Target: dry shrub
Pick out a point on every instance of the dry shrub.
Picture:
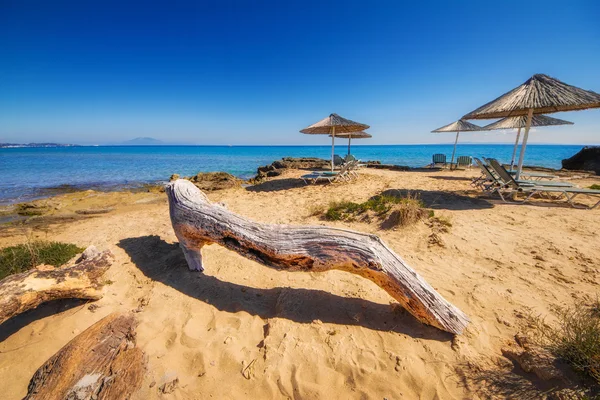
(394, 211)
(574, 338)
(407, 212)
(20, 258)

====================

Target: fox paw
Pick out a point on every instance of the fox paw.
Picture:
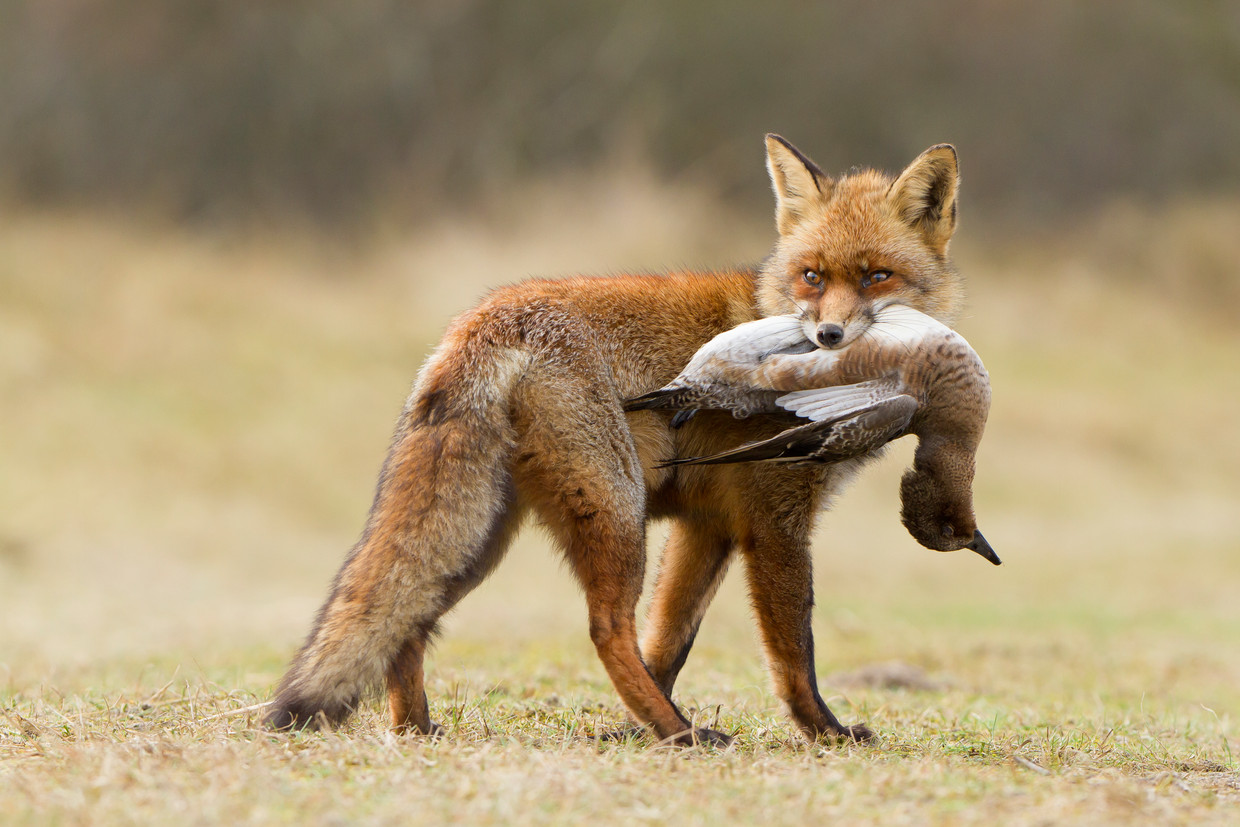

====================

What needs to be done
Filter the records above for the string "Pick" and copy each matching line.

Finished task
Pick out a point on every instance of the dry shrub.
Pick out a point on every instance of the fox paw.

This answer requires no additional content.